Below are records to repeat exactly; do not include any pictures.

*** Opening of DATA TO USE ***

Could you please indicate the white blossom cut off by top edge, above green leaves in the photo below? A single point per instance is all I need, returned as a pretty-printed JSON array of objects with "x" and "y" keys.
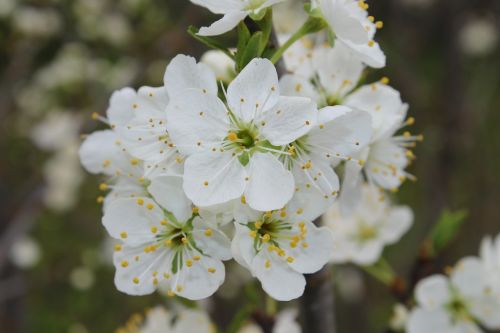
[{"x": 234, "y": 12}]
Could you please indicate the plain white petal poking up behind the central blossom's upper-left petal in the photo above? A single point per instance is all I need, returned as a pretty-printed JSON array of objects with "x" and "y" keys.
[{"x": 184, "y": 73}]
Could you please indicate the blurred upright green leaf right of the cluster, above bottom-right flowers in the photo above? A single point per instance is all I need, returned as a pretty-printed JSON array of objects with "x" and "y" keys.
[{"x": 446, "y": 229}]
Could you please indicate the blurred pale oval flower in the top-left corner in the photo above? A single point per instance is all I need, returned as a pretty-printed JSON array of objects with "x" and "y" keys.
[{"x": 37, "y": 22}]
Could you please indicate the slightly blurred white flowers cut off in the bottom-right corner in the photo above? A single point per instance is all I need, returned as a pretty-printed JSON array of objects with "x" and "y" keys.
[{"x": 464, "y": 301}]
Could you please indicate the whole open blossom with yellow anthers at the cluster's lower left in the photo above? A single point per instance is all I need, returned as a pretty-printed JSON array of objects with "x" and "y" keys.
[{"x": 161, "y": 248}]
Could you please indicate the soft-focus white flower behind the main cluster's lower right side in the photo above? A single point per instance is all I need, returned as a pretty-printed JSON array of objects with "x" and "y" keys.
[{"x": 374, "y": 224}]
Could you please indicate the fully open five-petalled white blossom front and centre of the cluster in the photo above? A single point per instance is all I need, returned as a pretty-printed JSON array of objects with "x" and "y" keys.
[{"x": 232, "y": 151}]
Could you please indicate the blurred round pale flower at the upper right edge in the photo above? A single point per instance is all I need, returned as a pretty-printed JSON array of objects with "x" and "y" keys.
[{"x": 479, "y": 36}]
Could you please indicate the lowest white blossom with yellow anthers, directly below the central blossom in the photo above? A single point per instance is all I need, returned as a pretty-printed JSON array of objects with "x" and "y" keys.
[{"x": 278, "y": 250}]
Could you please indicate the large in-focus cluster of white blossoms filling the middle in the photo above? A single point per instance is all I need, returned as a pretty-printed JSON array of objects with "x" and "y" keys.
[{"x": 263, "y": 154}]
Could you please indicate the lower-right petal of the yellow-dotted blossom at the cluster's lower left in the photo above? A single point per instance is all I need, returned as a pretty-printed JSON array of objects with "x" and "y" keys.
[{"x": 201, "y": 280}]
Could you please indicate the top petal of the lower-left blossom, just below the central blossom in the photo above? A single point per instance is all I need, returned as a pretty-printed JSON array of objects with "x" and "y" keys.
[{"x": 168, "y": 192}]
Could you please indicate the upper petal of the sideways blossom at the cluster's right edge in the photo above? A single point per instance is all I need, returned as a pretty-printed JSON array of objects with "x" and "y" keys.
[{"x": 383, "y": 103}]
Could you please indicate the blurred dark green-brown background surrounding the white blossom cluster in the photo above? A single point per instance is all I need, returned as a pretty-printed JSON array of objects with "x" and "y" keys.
[{"x": 61, "y": 59}]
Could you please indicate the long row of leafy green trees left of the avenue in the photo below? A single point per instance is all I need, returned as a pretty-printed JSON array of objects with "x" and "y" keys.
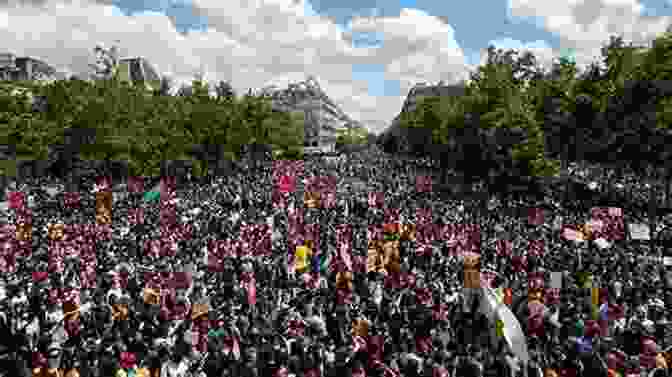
[{"x": 108, "y": 120}]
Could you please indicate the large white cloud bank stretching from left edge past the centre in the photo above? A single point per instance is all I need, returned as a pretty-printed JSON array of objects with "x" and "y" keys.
[{"x": 251, "y": 44}]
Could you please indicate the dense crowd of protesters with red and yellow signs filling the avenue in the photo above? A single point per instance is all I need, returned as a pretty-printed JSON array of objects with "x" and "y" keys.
[{"x": 258, "y": 274}]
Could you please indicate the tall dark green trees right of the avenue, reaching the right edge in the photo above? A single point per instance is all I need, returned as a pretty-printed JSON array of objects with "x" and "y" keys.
[{"x": 518, "y": 120}]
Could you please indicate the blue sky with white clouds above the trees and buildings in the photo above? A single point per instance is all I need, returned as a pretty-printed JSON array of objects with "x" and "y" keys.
[{"x": 365, "y": 54}]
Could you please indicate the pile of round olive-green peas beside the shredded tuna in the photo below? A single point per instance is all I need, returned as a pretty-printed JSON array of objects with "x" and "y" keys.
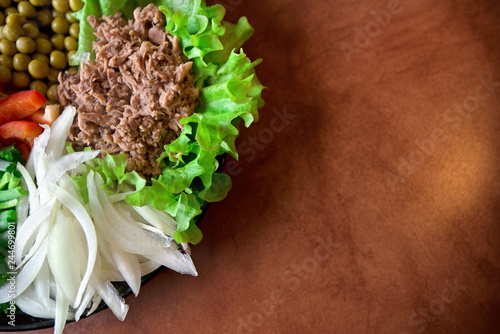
[{"x": 37, "y": 37}]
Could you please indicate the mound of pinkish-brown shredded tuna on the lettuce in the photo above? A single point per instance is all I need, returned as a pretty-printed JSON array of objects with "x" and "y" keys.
[{"x": 132, "y": 97}]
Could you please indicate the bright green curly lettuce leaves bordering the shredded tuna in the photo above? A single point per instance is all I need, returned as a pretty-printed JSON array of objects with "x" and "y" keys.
[{"x": 229, "y": 92}]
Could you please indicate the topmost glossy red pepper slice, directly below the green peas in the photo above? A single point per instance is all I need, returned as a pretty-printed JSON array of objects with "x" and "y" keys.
[{"x": 20, "y": 105}]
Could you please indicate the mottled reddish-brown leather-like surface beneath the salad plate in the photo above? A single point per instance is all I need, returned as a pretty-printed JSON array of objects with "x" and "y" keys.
[{"x": 366, "y": 199}]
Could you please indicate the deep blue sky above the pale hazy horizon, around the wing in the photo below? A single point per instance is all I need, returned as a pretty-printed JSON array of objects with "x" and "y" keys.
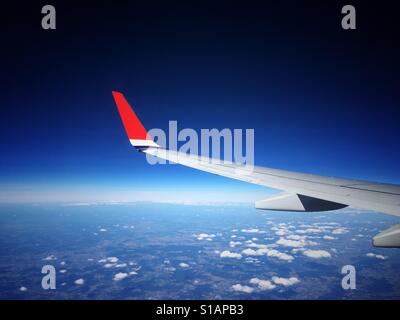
[{"x": 320, "y": 99}]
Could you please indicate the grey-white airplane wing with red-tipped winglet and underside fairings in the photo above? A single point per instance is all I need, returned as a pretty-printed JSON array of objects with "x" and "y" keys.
[{"x": 302, "y": 192}]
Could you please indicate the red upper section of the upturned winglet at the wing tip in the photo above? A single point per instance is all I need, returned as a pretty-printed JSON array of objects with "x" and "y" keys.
[{"x": 133, "y": 127}]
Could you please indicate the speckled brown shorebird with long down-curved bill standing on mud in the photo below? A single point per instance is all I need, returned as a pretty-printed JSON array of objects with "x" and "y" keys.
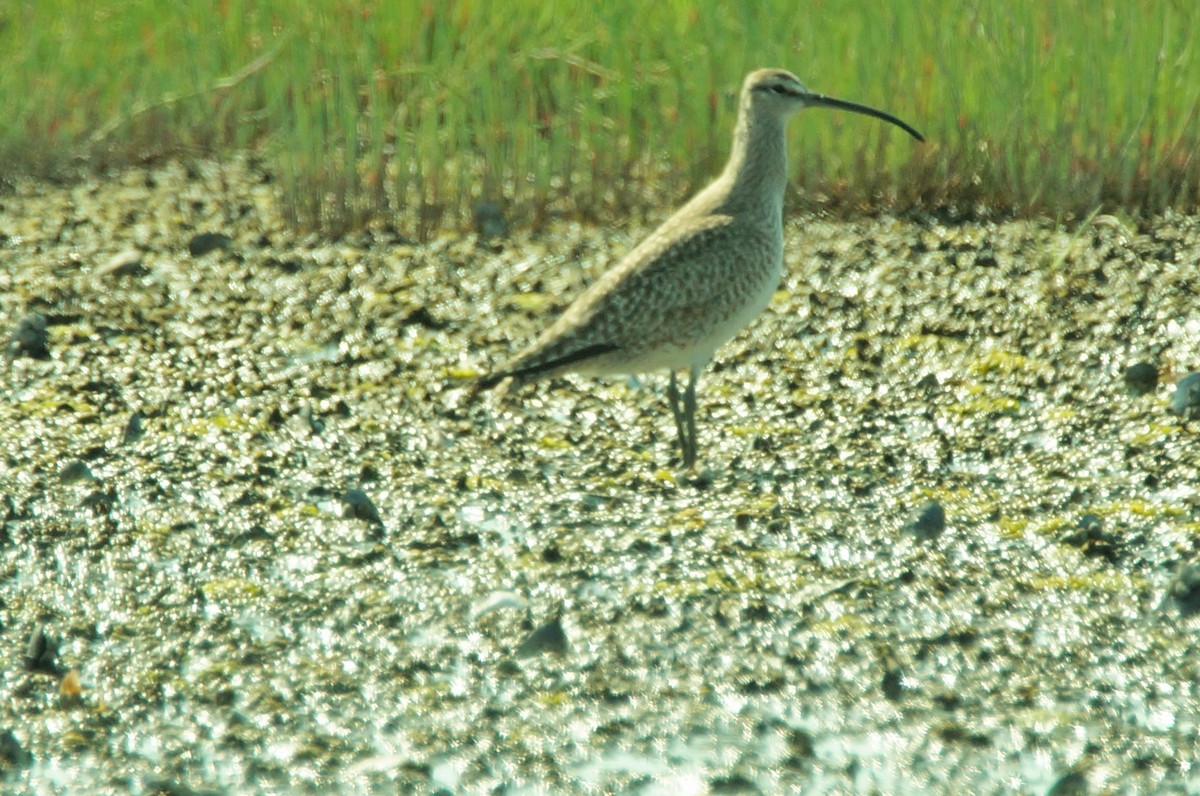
[{"x": 697, "y": 280}]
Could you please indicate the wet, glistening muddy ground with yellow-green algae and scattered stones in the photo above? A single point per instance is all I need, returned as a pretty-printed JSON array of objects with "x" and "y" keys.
[{"x": 256, "y": 537}]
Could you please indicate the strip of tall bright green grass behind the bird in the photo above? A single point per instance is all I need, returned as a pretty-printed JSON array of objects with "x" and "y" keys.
[{"x": 416, "y": 110}]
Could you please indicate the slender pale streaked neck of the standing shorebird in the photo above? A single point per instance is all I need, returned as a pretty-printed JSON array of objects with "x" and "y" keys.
[{"x": 758, "y": 170}]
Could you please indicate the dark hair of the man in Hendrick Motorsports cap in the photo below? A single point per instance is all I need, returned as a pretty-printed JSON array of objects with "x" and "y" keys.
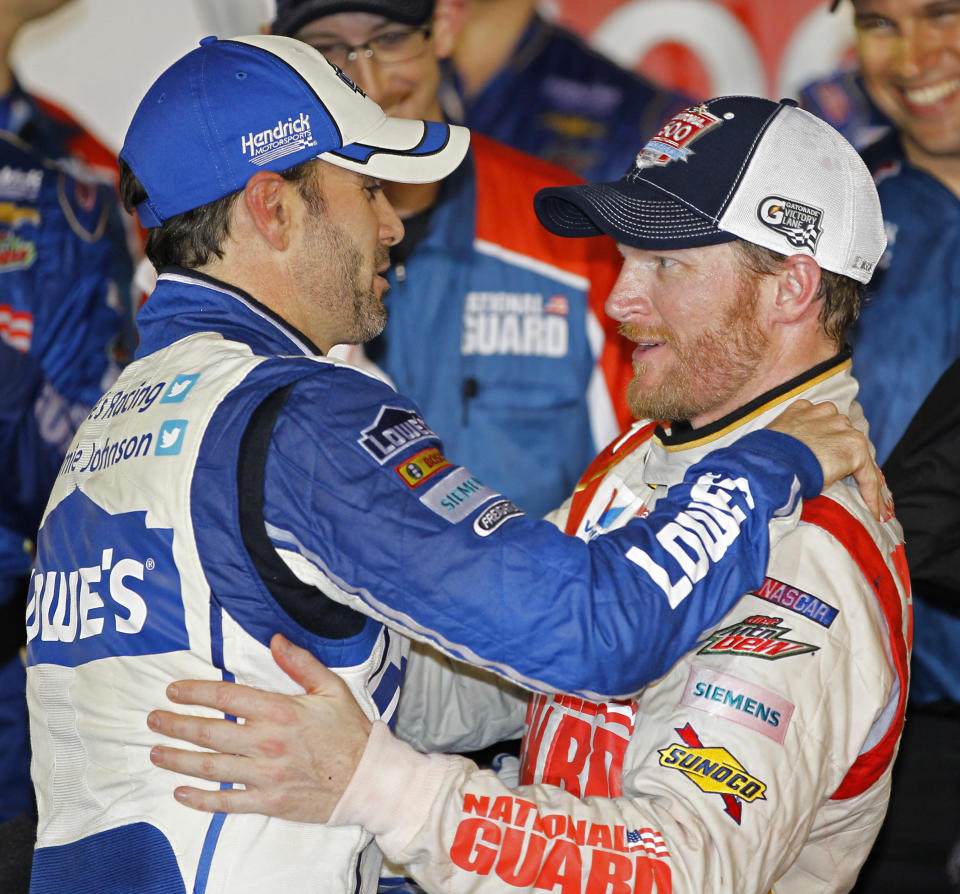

*** Close of DATA TO USE ***

> ANSWER SECTION:
Could you please indicate the white blossom cut off by top edge, above green leaves in the photo below? A single point per instance is all I need, returned as a pretty-printed JSON array of objects with "x" and "y" keys.
[{"x": 234, "y": 12}]
Could you please indicate the plain white petal poking up behind the central blossom's upper-left petal in the photo above? A single point per instance is all I need, returned as a pretty-printed JSON array of objects with "x" and "y" keys.
[{"x": 184, "y": 73}]
Could you please indicate the blurred upright green leaf right of the cluster, above bottom-right flowers in the photo above? A single point per instance is all I need, returned as a pretty-printed JSON array of objects with "x" and "y" keys.
[{"x": 446, "y": 229}]
Could you please indicate the blurred pale oval flower in the top-left corner in the photo above? A single point per instance is all I need, returned as a pretty-printed JSON array of objects with "x" and "y" keys.
[{"x": 37, "y": 22}]
Could you please indicate the slightly blurred white flowers cut off in the bottom-right corner in the photo above? A single point per instance is all I need, returned as a pretty-printed JSON array of objects with "x" and "y" keys.
[{"x": 464, "y": 301}]
Could you please indicate the whole open blossom with yellow anthers at the cluster's lower left in the photo above? A single point per instance is all I need, returned as a pretty-printed JSON array of objects with "x" and "y" keys.
[{"x": 161, "y": 248}]
Could you please indicate the soft-focus white flower behind the main cluster's lower right side in the photo above? A single point per instance is all I need, returned as a pretty-printed JSON array of objects with "x" and "y" keys.
[{"x": 374, "y": 224}]
Could you please indicate the fully open five-petalled white blossom front and centre of the cluster in the photo above? A single point per instance is all I need, returned as a pretty-printed JSON array of objects with "x" and "y" keys.
[{"x": 232, "y": 151}]
Could you please indicate the blurred round pale flower at the upper right edge in the photo above? A single point per instance is all I need, returned as a pretty-printed JSON array of objects with "x" and "y" keys.
[{"x": 479, "y": 36}]
Could you please indicate the lowest white blossom with yellow anthers, directly below the central blossom in the photo above? A single point per instance is all I need, returned as a pretty-printed JSON array of objects with "x" and "y" keys.
[{"x": 278, "y": 250}]
Could you please indicate the large in-focus cluster of white blossoms filling the middle in the photo above? A single point per instance is all I need, returned as a pretty-printed JSON array of objects with "x" and "y" keys.
[{"x": 263, "y": 154}]
Could you please indicate the lower-right petal of the yellow-dotted blossom at the cluster's lower left in the photo above? A single point per instance is all I need, returned as a pretty-printed JSON array of objects with "x" and "y" keys.
[{"x": 201, "y": 280}]
Could you please indicate the top petal of the lower-left blossom, just below the central blossom in the photo above? A single point per instance is all I need, returned as a pretty-printed JSON array of objects with "x" and "y" keys.
[{"x": 168, "y": 192}]
Could you please indicate the upper petal of the sideways blossom at the cluster's right edge in the photo above? A single point per instance is all I need, returned as a pretty-printed JSON array of objects with "x" and "y" keys.
[{"x": 383, "y": 103}]
Could you please indicate the blurred dark green-brown background surrounding the white blossom cluster in the photo above? A single point per instance is all I need, returned as a pretty-printed JSON array of objects with "x" and "y" keys.
[{"x": 61, "y": 59}]
Could you please indicate the long row of leafy green trees left of the avenue in the photo below? A single point per instance is all I need, returned as a pretty-printed JSON array of objects with "x" and "y" keys.
[{"x": 108, "y": 120}]
Could you please indicate the large white cloud bank stretching from left edge past the centre in the photo above? A single point per instance is all I need, returned as a pretty-printed JSON array of objects with "x" and "y" keys.
[{"x": 251, "y": 44}]
Could you please indicate the dense crowd of protesters with red and yellow signs filling the avenue in the photo above? A single point per instance is all I need, returned as a pretty-printed JSON array of objects with "x" and "y" keys.
[{"x": 258, "y": 274}]
Could you please indicate the tall dark green trees right of the avenue, reaching the right edge in the photo above? A single point per instance is all I need, returned as a pretty-printed JSON array of objects with "x" and "y" keys.
[{"x": 518, "y": 120}]
Could you please indicate the blue sky with white clouds above the trees and buildings in the photo above? A single point per instance is all I need, returned as a pretty-printed JSON array of objects with "x" and "y" keys.
[{"x": 365, "y": 54}]
Could you please indicate the pile of round olive-green peas beside the shredded tuna in the photo below? A single point per instance is all I need, returned as a pretty-printed JSON array of objects with "x" and "y" keys.
[{"x": 37, "y": 37}]
Could you please indicate the mound of pinkish-brown shredded tuna on the lettuce in the photo above? A single point per instance is all I need, returned as a pretty-printed JSON array of objects with "x" and "y" keys.
[{"x": 132, "y": 97}]
Could you please indicate the bright green curly lettuce leaves bordering the shredded tuna in the photo above? A single point per instance is all I need, returned as a pretty-printed JSON array of objects with "x" and "y" keys.
[{"x": 229, "y": 92}]
Could you please indicate the topmost glossy red pepper slice, directly below the green peas in the photo above? A single point per instance is all I need, returned as a pretty-printed JSON array of objects with "x" and "y" keys.
[{"x": 20, "y": 105}]
Could you please indicate the mottled reddish-brown leather-like surface beneath the salad plate in the photo above? A single point per instance is all I need, returned as a pretty-printed JSON array of objects with "x" and "y" keys.
[{"x": 366, "y": 199}]
Could you please indicate the deep blue sky above the pale hazy horizon, around the wing in the photo below? A single point per instance is all I need, returned as a pretty-printed JSON array of objects with "x" and "y" keys.
[{"x": 320, "y": 99}]
Could you please indicate the grey-white airplane wing with red-tipped winglet and underside fairings in the photo above? A single point per instance is all I need, returned as a pretty-printed JSON array of objects with "x" and "y" keys.
[{"x": 302, "y": 192}]
Could you please indicate the red upper section of the upturned winglet at the wing tip in the photo above? A single point per instance is all I need, returned as a pretty-printed JSON array of objects with "x" and "y" keys.
[{"x": 133, "y": 127}]
Could you please indicate the speckled brown shorebird with long down-curved bill standing on mud in the photo below? A single point per instance is all I need, returned as a pretty-printed JSON array of objects with "x" and "y" keys.
[{"x": 697, "y": 280}]
Could you please indicate the wet, glistening muddy ground with yellow-green algae and scattered stones in the photo above? A single point per instance is all I need, returned as a pretty-printed JSON array of objects with "x" and "y" keys.
[{"x": 256, "y": 537}]
Could you please indicate the strip of tall bright green grass behind the bird in the photo above? A single point per instance is all I need, returned as a pretty-printed JSON array of objects with "x" and "y" keys.
[{"x": 416, "y": 110}]
Could you please indicate the slender pale streaked neck of the standing shorebird in the photo above? A single point per instance is all I need, returned as a pretty-printed JSON array of objects with "x" and "y" keys.
[{"x": 758, "y": 170}]
Could you please indicate the dark hair of the man in Hendrick Motorsports cap in the photo below? A single point per instance is all I need, returned as a pretty-printed JSON array of objects with "x" and "y" keys.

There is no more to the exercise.